Set exercise a >> Identify and copy each line of the listing below that contains the string "american". Case counts.

-- -- --

Question

A) 1.2-kg ball is hanging from the end of a rope. The rope hangs at an angle 20° from the vertical when a 19 m/s horizontal wind is blowing. If the wind's force on the rope is negligible, what drag force in Newtons does the wind exert on the ball? B)A box is sliding down an incline tilted at a 15° angle above horizontal. The box is initially sliding down the incline at a speed of 1.4 m/s. The coefficient of kinetic friction between the box and the incline is 0.37. How far does the box slide down the incline before coming to rest?C)An object weighing 3.9 N falls from rest subject to a frictional drag force given by Fdrag = bv2, where v is the speed of the object and b = 2.5 N ∙ s2/m2. What terminal speed will this object approach?

Answer 1

Part a)

`F_v = 4.28 N`

Part B)

`L = 1.02 m`

Part C)

`v = 1.25 m/s`

Step-by-step explanation:

Part A)

As we know that ball is hanging from the top and its angle with the vertical is 20 degree

so we will have

`Tcos\theta = mg`

`T sin\theta = F_v`

`(F_v)/(mg) = tan\theta`

`F_v = mg tan\theta`

`F_v = 1.2* 9.81 (tan20)`

`F_v = 4.28 N`

Part B)

Here we can use energy theorem to find the distance that it will move

`-\mu mg cos\theta L + mg sin\theta L = -(1)/(2)mv^2`

`(-(0.37)m(9.81) cos15 + m(9.81) sin15)L = - (1)/(2)m(1.4)^2`

`(-3.5 + 2.54)L = - 0.98`

`L = 1.02 m`

Part C)

At terminal speed condition we know that

`F_v = mg`

`bv^2 = mg`

`2.5 v^2 = 3.9`

`v = 1.25 m/s`

-- -- --

Set exercise b >> Return the entire physics problem set above word for word.

Coordinate annotation entries >>
-- -- --

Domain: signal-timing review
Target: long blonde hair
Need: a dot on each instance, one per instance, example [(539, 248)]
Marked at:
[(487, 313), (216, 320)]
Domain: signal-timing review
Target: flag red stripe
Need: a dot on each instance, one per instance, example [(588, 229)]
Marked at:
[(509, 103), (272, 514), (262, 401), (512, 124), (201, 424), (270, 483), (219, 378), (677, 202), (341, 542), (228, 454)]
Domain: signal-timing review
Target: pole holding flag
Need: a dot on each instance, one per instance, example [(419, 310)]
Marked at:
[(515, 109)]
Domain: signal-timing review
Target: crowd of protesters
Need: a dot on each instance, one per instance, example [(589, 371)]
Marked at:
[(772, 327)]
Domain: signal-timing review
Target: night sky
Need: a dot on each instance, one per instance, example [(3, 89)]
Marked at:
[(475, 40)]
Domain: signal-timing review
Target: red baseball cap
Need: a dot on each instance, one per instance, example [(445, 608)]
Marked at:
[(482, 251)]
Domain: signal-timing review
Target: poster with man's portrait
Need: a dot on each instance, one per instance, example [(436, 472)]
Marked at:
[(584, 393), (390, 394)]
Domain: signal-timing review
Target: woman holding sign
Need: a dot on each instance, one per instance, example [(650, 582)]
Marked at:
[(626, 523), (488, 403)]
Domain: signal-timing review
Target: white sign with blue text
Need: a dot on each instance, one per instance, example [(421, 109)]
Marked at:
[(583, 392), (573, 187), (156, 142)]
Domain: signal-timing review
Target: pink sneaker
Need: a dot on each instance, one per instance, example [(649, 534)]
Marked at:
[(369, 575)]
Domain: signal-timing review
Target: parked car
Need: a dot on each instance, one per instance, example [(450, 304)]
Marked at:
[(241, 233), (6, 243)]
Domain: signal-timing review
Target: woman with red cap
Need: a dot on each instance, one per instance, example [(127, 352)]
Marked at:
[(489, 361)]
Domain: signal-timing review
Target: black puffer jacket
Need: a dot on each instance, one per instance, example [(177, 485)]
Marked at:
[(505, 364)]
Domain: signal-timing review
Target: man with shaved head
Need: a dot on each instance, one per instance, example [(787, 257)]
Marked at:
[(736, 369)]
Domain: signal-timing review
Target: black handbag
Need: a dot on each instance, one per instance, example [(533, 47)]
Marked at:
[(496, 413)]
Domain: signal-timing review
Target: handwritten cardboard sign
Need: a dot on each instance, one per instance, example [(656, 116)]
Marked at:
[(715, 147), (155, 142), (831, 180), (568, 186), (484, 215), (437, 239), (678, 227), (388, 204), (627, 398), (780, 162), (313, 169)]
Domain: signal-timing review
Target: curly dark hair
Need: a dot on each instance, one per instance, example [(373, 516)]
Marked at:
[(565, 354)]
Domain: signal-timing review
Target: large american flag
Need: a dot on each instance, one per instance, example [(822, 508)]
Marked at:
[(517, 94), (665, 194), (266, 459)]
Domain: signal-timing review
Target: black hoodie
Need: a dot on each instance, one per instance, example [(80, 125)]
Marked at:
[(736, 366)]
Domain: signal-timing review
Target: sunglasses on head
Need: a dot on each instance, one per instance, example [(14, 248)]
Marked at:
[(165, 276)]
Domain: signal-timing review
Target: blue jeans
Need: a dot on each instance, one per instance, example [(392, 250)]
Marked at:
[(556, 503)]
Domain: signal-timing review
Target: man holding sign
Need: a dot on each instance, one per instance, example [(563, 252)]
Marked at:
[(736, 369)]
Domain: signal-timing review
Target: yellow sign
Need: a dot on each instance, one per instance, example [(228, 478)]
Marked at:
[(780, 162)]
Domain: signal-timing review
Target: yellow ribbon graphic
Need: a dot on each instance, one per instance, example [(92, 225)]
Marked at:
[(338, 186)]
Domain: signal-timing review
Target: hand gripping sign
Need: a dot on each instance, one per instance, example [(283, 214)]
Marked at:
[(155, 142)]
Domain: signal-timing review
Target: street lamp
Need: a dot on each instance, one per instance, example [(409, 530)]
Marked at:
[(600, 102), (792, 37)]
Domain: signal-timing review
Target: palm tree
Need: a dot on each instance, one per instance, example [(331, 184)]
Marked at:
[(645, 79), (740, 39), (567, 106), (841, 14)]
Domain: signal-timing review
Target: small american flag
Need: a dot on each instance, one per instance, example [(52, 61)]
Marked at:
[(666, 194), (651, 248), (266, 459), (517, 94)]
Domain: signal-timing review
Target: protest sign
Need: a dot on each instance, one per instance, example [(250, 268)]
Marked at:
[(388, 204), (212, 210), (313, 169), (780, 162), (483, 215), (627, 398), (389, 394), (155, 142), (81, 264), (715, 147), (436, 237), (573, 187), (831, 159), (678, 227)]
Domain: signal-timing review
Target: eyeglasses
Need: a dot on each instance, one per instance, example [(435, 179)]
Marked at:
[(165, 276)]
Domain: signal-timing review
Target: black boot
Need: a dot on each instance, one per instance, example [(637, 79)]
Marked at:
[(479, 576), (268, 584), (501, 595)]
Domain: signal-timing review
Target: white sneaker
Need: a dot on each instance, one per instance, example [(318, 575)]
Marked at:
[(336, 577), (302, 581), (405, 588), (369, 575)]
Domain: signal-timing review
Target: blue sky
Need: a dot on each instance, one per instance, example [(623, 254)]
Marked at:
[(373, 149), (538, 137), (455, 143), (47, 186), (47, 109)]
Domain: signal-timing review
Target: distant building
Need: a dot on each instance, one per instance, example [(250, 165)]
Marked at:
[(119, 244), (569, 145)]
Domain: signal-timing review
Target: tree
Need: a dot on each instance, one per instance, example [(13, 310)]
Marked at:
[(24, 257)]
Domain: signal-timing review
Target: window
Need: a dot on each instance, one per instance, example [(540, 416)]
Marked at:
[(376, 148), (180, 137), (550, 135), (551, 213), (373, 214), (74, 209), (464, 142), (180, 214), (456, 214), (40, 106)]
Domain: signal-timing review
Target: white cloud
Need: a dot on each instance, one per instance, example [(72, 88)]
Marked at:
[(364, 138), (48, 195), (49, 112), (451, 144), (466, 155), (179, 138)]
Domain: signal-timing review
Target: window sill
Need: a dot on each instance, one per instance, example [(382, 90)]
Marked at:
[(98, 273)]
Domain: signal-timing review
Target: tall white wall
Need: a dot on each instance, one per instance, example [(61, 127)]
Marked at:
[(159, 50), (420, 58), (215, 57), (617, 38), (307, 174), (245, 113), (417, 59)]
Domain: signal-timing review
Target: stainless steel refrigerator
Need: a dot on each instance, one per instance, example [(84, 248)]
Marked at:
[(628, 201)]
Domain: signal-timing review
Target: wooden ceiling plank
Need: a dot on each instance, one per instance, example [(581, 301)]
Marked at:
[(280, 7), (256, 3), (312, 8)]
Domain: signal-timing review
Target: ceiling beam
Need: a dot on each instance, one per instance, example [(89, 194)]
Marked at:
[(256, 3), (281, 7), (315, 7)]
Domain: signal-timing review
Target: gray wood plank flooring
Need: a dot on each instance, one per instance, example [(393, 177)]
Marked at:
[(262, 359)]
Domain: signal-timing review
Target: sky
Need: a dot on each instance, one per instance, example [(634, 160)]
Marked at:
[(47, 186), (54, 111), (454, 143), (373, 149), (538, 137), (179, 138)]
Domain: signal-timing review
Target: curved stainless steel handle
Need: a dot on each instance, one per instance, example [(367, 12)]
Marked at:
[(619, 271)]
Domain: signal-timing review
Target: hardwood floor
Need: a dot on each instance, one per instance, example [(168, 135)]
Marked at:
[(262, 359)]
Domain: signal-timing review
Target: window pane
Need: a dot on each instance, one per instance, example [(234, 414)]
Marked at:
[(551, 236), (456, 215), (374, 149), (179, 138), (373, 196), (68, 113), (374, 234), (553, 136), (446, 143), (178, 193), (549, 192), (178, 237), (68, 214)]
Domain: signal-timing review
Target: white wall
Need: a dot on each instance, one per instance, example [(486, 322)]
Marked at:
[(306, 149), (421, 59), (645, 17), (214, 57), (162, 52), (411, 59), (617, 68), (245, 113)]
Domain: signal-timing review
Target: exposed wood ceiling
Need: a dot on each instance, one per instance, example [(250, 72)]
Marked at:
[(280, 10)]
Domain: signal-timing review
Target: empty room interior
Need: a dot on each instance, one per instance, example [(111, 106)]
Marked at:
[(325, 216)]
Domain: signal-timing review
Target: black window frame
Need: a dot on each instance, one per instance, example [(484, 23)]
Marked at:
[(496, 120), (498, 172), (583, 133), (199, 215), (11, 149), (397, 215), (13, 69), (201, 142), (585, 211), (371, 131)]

-- -- --

Final answer a >>
Target: large american flag
Target: small american flag

Final answer b >>
Question

A) 1.2-kg ball is hanging from the end of a rope. The rope hangs at an angle 20° from the vertical when a 19 m/s horizontal wind is blowing. If the wind's force on the rope is negligible, what drag force in Newtons does the wind exert on the ball? B)A box is sliding down an incline tilted at a 15° angle above horizontal. The box is initially sliding down the incline at a speed of 1.4 m/s. The coefficient of kinetic friction between the box and the incline is 0.37. How far does the box slide down the incline before coming to rest?C)An object weighing 3.9 N falls from rest subject to a frictional drag force given by Fdrag = bv2, where v is the speed of the object and b = 2.5 N ∙ s2/m2. What terminal speed will this object approach?

Answer 1

Part a)

`F_v = 4.28 N`

Part B)

`L = 1.02 m`

Part C)

`v = 1.25 m/s`

Step-by-step explanation:

Part A)

As we know that ball is hanging from the top and its angle with the vertical is 20 degree

so we will have

`Tcos\theta = mg`

`T sin\theta = F_v`

`(F_v)/(mg) = tan\theta`

`F_v = mg tan\theta`

`F_v = 1.2* 9.81 (tan20)`

`F_v = 4.28 N`

Part B)

Here we can use energy theorem to find the distance that it will move

`-\mu mg cos\theta L + mg sin\theta L = -(1)/(2)mv^2`

`(-(0.37)m(9.81) cos15 + m(9.81) sin15)L = - (1)/(2)m(1.4)^2`

`(-3.5 + 2.54)L = - 0.98`

`L = 1.02 m`

Part C)

At terminal speed condition we know that

`F_v = mg`

`bv^2 = mg`

`2.5 v^2 = 3.9`

`v = 1.25 m/s`